## EXTRAIT DU DOCUMENT:
2007 : fuite hors d’Irak (juin) ; 21 jours de prison en Grèce ; demande d’asile en Suède (4 octobre) ; entrée en Suisse et dépôt d’une demande d’asile (17 décembre).

2008 : non entrée en matière par l’ODM au vu de l’accord de reprise de la Suède (15 février) ; rejet du recours par le TAF (27 mars) ; mise en détention en vue du renvoi (14 mai) ; décision incidente du TAF jugeant une révision vouée à l’échec et refusant un effet suspensif ; renvoi en Suède par vol spécial (3 juillet).

## DONNÉES FOURNIES:
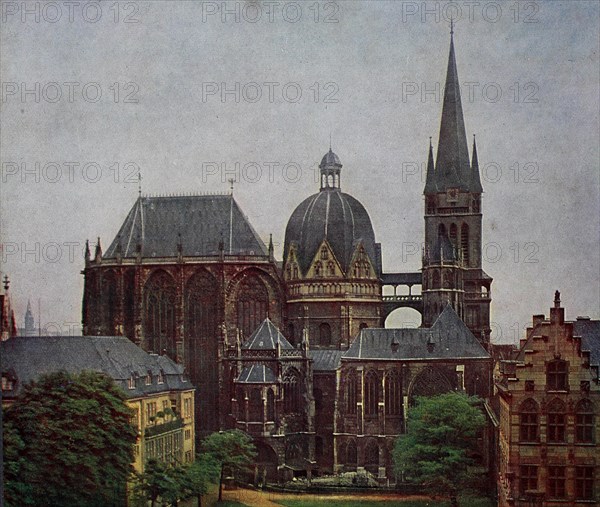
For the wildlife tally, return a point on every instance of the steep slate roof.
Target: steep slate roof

## CONSIGNES:
a) Indiquez, s'il vous plaît, si chacun de ces énoncés concorde avec la chronologie de la demande d'asile, en répondant par oui ou non et en citant les mots décisifs : (i) la personne a passé 21 jours en prison en Grèce ; (ii) le TAF a admis le recours en 2008 ; (iii) le renvoi en Suède a eu lieu par vol spécial.
b) Poursuivez la chronologie de la demande d'asile à la suite de sa dernière phrase.
Les données fournies n'ont aucun lien avec la chronologie de la demande d'asile.

## RÉPONSES RÉDIGÉES:
a)
(i) Oui : « 21 jours de prison en Grèce ».
(ii) Non : « rejet du recours par le TAF (27 mars) ».
(iii) Oui : « renvoi en Suède par vol spécial (3 juillet) ».

b)
Description du cas

En 2004, « Bachir », alors étudiant à Bagdad, est engagé comme traducteur par l’armée américaine. Une activité qui l’expose aux persécutions de milices anti-américaines. Il prend des précautions pour dissimuler cette activité, mais ses absences répétées à l’université et sa maîtrise avérée de l’anglais attirent des soupçons sur sa personne. En 2005, il commence à recevoir des menaces par téléphone et par courrier. Après avoir été retenu plusieurs heures à un barrage routier, et finalement relâché parce que son activité de traducteur n’a pas été découverte, « Bachir » décide de se cacher, puis de fuir vers la Syrie. Par téléphone, ses proches lui raconteront que des hommes sont venus à son domicile et ont proféré à son encontre des menaces de mort.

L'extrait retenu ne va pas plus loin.